▶ GIVEN REQUEST 1: Extract every line of the records below that contains the string "quay". Case counts.

▶ TEXT SHOWN:
┌──

I have been away too long.
My Patreon tab has been open in my browser for months. I’ve started more than fifty blogs and closed every one of them. Not because I didn’t have anything to say — I had too much, and I didn’t know whether it was appropriate to share it. Or fair. Or helpful. Or too heavy.
The truth is, coming back to content creation now requires real structural changes in my life. It’s on my heart constantly.
So this is me beginning anyway.
What Happened
About eighteen months ago, a sexual harassment situation I had been managing quietly reached critical mass.
Unfortunately, this kind of thing has been common in my life, as it has been common in the lives of many women. In the past, I’ve handled such things privately. This time, I couldn’t. I went to the police.
They believed me. They took action. The harassment from him stopped. I haven’t heard from him since.
But the fallout in my wider community was immense.
The town split. People I had worked alongside for years chose sides. I am now banned (functionally, not formally) from some music venues and community groups I once collaborated with. That part was life-changing. It has taken me this long to process the grief and disorientation of that — even while knowing, deeply, that I am better off without people and spaces that would not stand with me on something like this.

└──

▶ INFORMATION SUPPLIED:
┌──

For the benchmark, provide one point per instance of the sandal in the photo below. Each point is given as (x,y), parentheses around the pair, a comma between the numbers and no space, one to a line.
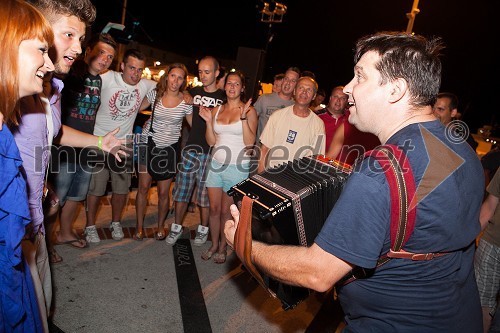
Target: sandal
(160,235)
(207,255)
(220,258)
(54,257)
(138,236)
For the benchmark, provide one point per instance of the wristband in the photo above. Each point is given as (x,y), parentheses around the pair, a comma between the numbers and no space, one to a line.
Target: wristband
(99,142)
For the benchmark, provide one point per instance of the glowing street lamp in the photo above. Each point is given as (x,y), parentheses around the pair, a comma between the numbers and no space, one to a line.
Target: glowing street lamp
(411,16)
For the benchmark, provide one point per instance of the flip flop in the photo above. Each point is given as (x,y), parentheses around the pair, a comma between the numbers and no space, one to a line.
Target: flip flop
(73,242)
(207,255)
(54,257)
(220,258)
(160,235)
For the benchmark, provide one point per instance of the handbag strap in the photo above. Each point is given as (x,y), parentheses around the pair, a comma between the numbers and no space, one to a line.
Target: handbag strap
(151,130)
(243,241)
(403,212)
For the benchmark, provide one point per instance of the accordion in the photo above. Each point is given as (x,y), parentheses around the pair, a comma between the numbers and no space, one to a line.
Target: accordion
(290,205)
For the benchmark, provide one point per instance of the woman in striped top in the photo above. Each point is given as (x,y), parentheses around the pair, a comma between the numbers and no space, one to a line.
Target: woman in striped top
(231,130)
(169,110)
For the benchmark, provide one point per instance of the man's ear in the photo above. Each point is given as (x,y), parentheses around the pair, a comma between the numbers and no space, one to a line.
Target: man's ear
(453,113)
(399,88)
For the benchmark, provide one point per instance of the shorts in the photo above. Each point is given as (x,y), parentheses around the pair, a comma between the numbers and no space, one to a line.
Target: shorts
(225,175)
(163,164)
(487,270)
(72,181)
(120,181)
(192,172)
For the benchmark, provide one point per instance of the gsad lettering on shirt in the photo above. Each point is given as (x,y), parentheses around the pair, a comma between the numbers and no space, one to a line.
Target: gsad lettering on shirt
(124,104)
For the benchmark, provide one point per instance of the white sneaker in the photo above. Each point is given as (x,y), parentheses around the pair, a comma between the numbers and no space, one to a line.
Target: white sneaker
(201,235)
(116,230)
(91,235)
(174,234)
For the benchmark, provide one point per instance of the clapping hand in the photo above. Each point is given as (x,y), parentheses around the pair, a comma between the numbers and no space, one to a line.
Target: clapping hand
(115,146)
(206,114)
(245,108)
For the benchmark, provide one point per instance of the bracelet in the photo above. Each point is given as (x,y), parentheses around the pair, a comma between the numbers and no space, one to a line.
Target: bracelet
(99,142)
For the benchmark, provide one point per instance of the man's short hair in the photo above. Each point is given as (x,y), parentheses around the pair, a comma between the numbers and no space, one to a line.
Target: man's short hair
(452,97)
(134,53)
(279,76)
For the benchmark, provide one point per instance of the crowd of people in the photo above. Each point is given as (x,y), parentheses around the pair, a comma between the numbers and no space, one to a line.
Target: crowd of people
(61,106)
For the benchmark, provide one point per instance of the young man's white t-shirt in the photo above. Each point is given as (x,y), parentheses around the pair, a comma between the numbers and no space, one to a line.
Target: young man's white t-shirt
(120,103)
(292,137)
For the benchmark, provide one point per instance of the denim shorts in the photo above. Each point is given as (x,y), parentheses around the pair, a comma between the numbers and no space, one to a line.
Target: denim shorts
(120,181)
(191,174)
(226,175)
(72,181)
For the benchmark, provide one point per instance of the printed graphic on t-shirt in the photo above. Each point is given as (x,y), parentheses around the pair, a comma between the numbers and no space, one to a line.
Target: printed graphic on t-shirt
(291,136)
(87,101)
(206,101)
(271,109)
(124,104)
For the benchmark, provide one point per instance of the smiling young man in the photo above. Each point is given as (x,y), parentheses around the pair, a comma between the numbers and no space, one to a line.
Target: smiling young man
(70,172)
(122,94)
(40,122)
(295,131)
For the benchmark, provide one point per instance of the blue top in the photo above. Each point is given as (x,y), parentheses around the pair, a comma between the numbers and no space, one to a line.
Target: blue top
(439,295)
(18,304)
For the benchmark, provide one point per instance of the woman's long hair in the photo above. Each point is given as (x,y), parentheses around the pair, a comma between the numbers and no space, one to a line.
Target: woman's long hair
(19,21)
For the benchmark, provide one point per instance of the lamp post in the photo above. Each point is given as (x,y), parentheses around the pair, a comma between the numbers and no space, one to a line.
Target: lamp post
(411,16)
(121,49)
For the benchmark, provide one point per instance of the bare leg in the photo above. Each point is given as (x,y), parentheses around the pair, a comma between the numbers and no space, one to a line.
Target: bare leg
(93,202)
(215,197)
(225,215)
(118,202)
(141,198)
(180,211)
(163,187)
(66,219)
(204,215)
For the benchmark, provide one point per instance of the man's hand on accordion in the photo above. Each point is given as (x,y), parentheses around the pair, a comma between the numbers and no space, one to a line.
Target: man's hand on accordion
(231,225)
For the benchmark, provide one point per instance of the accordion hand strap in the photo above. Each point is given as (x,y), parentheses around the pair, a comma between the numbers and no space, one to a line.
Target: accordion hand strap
(243,241)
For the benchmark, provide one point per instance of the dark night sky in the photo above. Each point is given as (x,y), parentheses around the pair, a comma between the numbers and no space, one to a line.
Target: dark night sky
(319,36)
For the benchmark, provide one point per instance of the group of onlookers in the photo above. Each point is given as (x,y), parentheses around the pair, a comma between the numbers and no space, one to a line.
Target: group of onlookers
(53,97)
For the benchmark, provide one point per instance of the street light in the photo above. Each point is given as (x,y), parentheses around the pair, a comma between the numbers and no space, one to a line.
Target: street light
(273,12)
(411,16)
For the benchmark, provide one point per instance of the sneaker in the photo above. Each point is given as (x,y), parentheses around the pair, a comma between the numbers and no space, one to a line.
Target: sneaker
(201,235)
(116,230)
(91,235)
(174,234)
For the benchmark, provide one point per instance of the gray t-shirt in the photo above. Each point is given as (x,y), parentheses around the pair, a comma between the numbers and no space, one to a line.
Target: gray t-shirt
(266,104)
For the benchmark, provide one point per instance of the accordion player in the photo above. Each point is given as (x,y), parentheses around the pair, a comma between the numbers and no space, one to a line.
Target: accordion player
(290,205)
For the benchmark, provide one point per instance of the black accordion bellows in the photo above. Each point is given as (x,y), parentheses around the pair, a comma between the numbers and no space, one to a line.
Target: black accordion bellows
(291,204)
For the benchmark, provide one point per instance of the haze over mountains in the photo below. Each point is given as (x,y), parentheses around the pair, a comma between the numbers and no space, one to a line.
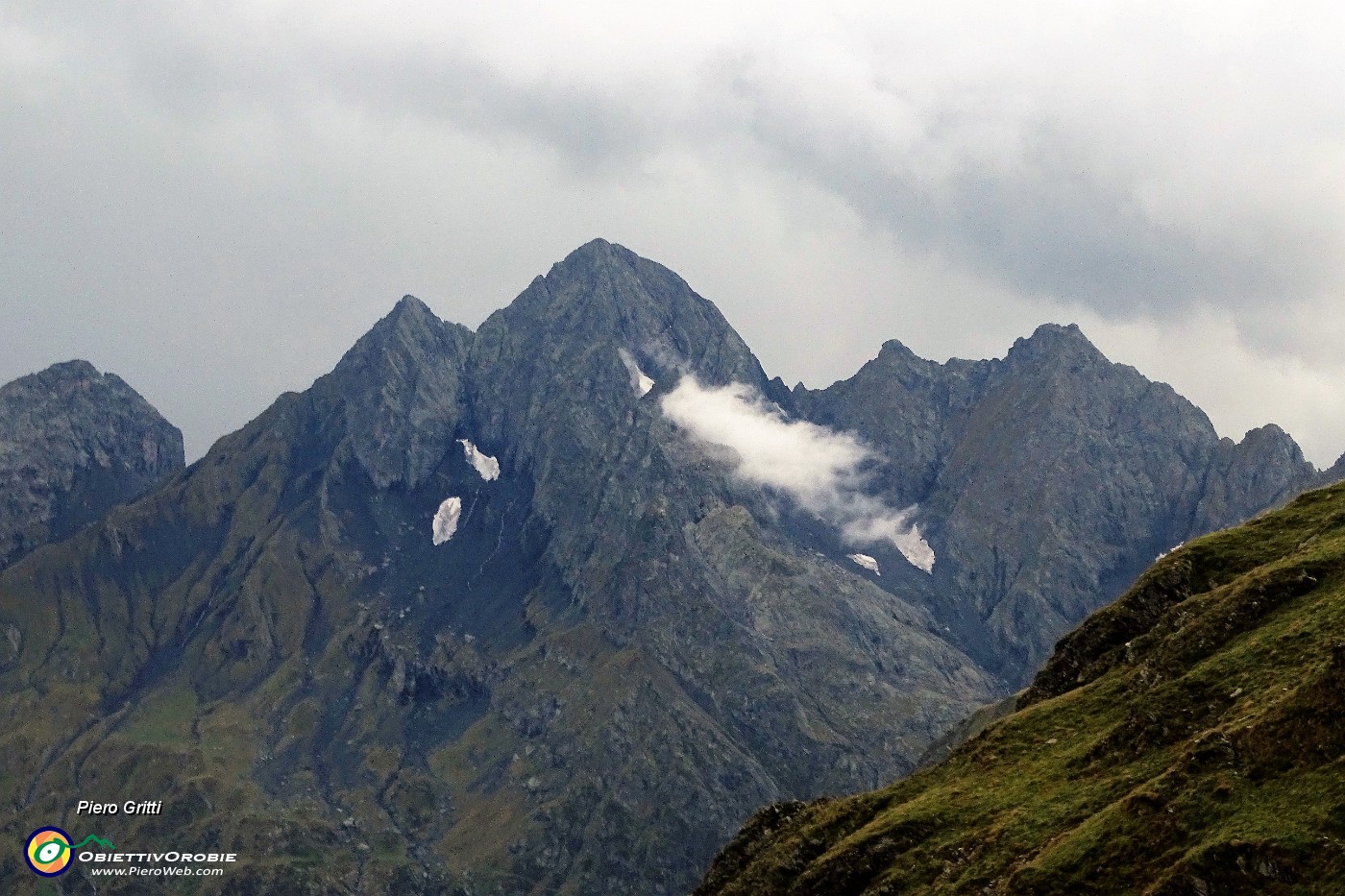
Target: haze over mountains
(345,647)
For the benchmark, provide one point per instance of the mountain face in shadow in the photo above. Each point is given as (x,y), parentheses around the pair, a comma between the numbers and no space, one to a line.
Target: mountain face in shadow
(74,443)
(474,615)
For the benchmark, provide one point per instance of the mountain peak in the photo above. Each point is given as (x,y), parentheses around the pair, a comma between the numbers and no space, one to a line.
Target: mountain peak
(403,392)
(1060,342)
(77,369)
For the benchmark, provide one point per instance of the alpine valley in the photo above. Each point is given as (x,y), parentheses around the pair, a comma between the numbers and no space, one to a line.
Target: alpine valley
(491,613)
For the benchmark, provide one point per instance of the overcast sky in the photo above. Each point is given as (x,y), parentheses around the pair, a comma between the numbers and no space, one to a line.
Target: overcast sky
(215,200)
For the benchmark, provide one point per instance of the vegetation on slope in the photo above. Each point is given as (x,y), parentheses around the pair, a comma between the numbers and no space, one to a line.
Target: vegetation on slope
(1187,739)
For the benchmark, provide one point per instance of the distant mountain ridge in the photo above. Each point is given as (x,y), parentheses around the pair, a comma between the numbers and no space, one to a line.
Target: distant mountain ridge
(621,648)
(1106,467)
(1186,739)
(73,443)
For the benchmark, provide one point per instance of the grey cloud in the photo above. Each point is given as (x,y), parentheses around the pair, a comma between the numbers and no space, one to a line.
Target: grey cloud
(258,182)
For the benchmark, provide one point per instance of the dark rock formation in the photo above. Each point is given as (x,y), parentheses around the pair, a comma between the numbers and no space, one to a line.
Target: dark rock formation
(1048,480)
(1186,739)
(609,654)
(73,443)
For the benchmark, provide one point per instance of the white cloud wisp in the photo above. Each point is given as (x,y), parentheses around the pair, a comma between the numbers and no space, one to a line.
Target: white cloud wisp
(819,469)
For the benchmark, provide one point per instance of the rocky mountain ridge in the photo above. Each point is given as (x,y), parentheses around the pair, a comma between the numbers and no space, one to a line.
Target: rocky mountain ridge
(619,647)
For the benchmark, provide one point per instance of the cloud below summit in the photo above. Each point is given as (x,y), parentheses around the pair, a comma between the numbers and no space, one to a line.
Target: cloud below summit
(819,469)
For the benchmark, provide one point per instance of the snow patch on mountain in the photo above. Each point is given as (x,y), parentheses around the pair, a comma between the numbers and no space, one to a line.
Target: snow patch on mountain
(484,465)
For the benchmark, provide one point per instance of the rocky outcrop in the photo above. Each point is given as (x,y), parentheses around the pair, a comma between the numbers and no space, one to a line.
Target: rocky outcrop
(609,648)
(1049,479)
(73,444)
(1186,739)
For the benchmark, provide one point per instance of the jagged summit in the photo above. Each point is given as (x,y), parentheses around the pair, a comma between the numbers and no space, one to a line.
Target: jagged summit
(74,443)
(76,369)
(403,392)
(1058,343)
(619,647)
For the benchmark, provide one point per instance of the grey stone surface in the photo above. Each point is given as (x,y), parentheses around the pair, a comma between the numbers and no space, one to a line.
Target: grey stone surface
(73,443)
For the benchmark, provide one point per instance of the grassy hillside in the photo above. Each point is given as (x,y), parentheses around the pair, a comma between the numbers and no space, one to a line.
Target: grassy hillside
(1187,739)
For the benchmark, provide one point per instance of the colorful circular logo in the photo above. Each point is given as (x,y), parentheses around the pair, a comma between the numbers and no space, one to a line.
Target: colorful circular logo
(49,852)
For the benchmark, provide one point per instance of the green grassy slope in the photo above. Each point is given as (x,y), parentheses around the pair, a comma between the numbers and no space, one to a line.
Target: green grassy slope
(1187,739)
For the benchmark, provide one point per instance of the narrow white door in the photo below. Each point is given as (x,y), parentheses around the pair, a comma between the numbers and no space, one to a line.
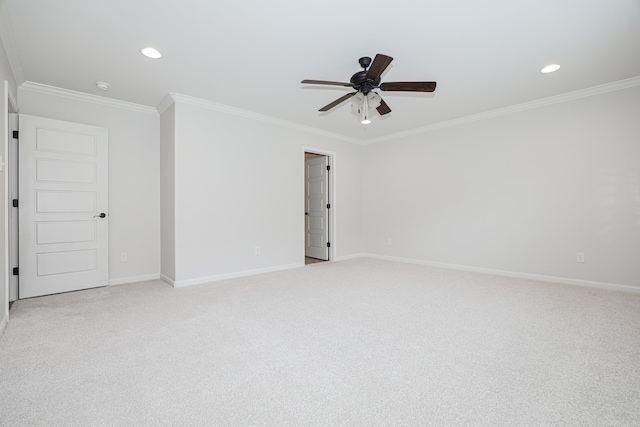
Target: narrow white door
(317,213)
(63,206)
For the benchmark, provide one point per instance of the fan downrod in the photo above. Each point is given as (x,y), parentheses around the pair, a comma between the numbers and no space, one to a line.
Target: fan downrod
(364,62)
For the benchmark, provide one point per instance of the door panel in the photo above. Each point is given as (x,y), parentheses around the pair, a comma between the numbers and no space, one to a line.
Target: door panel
(316,226)
(63,189)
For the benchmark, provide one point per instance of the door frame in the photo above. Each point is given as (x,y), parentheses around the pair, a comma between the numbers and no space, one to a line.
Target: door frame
(9,167)
(331,197)
(13,238)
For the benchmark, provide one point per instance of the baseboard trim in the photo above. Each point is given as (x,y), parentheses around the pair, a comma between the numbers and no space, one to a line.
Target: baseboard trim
(201,280)
(528,276)
(133,279)
(352,256)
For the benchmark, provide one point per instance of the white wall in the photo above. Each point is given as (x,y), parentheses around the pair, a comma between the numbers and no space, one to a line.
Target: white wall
(167,195)
(239,183)
(134,177)
(522,192)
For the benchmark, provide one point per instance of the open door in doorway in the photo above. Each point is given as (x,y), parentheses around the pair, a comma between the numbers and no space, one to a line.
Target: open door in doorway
(317,207)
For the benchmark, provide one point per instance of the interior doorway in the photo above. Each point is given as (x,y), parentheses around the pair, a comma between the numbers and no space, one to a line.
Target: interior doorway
(317,207)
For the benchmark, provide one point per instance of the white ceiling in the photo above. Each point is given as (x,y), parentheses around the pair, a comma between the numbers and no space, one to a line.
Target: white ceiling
(253,54)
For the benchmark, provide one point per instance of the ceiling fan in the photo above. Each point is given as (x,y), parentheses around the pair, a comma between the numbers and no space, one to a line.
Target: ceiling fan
(364,98)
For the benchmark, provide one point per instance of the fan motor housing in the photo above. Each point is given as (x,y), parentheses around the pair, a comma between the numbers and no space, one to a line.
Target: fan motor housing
(361,83)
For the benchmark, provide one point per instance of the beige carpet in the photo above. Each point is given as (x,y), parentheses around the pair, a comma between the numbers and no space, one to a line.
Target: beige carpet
(354,343)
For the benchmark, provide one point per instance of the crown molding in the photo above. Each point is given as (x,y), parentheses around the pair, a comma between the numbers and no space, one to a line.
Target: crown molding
(203,103)
(6,36)
(570,96)
(86,97)
(167,102)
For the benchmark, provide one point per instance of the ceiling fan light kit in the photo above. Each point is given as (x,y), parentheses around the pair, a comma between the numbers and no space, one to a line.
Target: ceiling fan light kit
(365,81)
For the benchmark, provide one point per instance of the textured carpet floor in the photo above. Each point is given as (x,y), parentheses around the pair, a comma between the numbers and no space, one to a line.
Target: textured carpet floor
(354,343)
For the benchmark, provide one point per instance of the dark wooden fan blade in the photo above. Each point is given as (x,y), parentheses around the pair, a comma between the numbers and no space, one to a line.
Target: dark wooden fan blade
(337,101)
(324,82)
(380,63)
(409,86)
(383,108)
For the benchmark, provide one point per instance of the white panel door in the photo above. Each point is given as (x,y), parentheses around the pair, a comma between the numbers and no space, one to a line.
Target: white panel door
(63,206)
(317,214)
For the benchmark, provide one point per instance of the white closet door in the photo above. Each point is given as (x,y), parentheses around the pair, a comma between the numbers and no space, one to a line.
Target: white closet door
(63,206)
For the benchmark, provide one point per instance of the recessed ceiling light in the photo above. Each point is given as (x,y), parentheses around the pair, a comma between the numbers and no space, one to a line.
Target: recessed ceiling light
(150,52)
(550,68)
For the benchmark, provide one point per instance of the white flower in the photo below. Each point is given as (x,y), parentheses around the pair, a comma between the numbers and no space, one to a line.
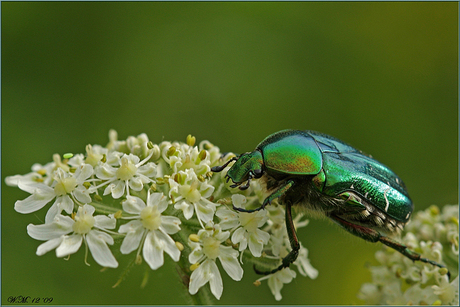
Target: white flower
(66,235)
(429,233)
(150,228)
(190,195)
(205,252)
(129,174)
(303,264)
(67,188)
(245,226)
(181,157)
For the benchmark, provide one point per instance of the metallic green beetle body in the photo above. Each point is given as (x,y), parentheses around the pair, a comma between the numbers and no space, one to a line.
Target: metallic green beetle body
(323,174)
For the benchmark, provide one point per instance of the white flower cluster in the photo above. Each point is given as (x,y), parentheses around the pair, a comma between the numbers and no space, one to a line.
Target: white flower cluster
(157,199)
(400,281)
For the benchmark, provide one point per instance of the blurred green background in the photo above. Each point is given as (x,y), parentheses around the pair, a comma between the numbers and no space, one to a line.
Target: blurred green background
(381,76)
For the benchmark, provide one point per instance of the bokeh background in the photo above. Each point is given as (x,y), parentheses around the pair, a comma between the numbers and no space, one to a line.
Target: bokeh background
(381,76)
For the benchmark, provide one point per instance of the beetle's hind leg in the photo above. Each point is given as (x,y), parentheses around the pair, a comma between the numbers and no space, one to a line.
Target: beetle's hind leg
(373,235)
(295,245)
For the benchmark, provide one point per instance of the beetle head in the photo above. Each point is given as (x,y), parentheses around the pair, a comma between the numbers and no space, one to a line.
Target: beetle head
(248,166)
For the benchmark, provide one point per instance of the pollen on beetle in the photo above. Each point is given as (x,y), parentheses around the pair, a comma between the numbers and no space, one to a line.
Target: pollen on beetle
(378,220)
(365,213)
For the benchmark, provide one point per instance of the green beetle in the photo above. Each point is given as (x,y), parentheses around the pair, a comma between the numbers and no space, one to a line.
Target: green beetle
(323,174)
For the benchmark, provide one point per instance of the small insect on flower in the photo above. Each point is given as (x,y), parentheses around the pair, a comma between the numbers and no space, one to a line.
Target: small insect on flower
(323,174)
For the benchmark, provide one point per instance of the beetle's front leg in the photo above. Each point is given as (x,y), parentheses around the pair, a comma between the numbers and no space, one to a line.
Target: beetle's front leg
(278,193)
(295,245)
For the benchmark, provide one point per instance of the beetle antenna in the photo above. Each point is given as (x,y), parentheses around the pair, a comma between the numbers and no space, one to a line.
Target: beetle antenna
(217,169)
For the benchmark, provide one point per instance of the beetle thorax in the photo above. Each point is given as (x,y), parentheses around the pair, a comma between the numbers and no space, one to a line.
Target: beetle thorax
(246,166)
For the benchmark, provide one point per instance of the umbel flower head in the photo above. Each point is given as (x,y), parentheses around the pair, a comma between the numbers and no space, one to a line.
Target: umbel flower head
(154,202)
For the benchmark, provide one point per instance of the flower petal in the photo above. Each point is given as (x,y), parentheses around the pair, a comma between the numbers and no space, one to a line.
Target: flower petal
(69,245)
(99,249)
(229,259)
(61,225)
(35,201)
(133,205)
(169,246)
(105,222)
(134,231)
(152,251)
(49,245)
(170,224)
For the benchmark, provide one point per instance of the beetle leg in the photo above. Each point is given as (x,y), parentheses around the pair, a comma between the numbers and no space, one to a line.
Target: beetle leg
(372,235)
(295,245)
(408,253)
(278,193)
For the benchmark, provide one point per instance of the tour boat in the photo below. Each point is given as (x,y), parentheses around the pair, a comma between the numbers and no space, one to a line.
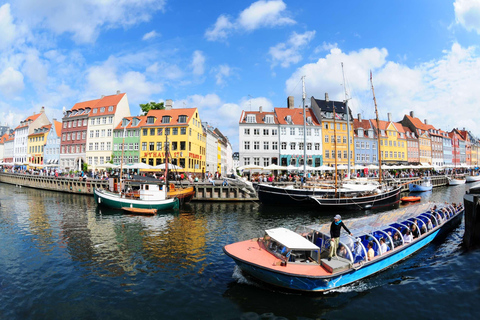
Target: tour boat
(472,178)
(456,180)
(297,260)
(424,185)
(411,199)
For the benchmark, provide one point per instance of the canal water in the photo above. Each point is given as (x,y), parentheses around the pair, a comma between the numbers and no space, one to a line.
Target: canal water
(63,258)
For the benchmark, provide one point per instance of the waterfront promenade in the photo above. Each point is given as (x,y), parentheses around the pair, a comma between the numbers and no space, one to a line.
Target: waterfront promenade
(204,191)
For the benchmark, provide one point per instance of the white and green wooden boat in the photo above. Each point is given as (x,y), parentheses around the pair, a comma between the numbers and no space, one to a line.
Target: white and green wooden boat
(148,196)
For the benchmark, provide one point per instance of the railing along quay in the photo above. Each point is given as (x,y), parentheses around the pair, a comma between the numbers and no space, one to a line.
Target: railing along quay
(203,192)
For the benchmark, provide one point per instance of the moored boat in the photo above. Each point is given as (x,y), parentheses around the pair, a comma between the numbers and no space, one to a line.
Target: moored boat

└──

▶ GIVEN REQUEST 2: Quote the blog post above verbatim, starting at "Unfortunately, this kind" and ending after "something like this.".

▶ RESULT 1:
For the benchmark, provide one point per instance of the railing along quay in the photo above. Each point is given as (x,y), parentheses around the pair, a comma between the numbers and no space, one to a line.
Target: railing along quay

▶ RESULT 2:
Unfortunately, this kind of thing has been common in my life, as it has been common in the lives of many women. In the past, I’ve handled such things privately. This time, I couldn’t. I went to the police.
They believed me. They took action. The harassment from him stopped. I haven’t heard from him since.
But the fallout in my wider community was immense.
The town split. People I had worked alongside for years chose sides. I am now banned (functionally, not formally) from some music venues and community groups I once collaborated with. That part was life-changing. It has taken me this long to process the grief and disorientation of that — even while knowing, deeply, that I am better off without people and spaces that would not stand with me on something like this.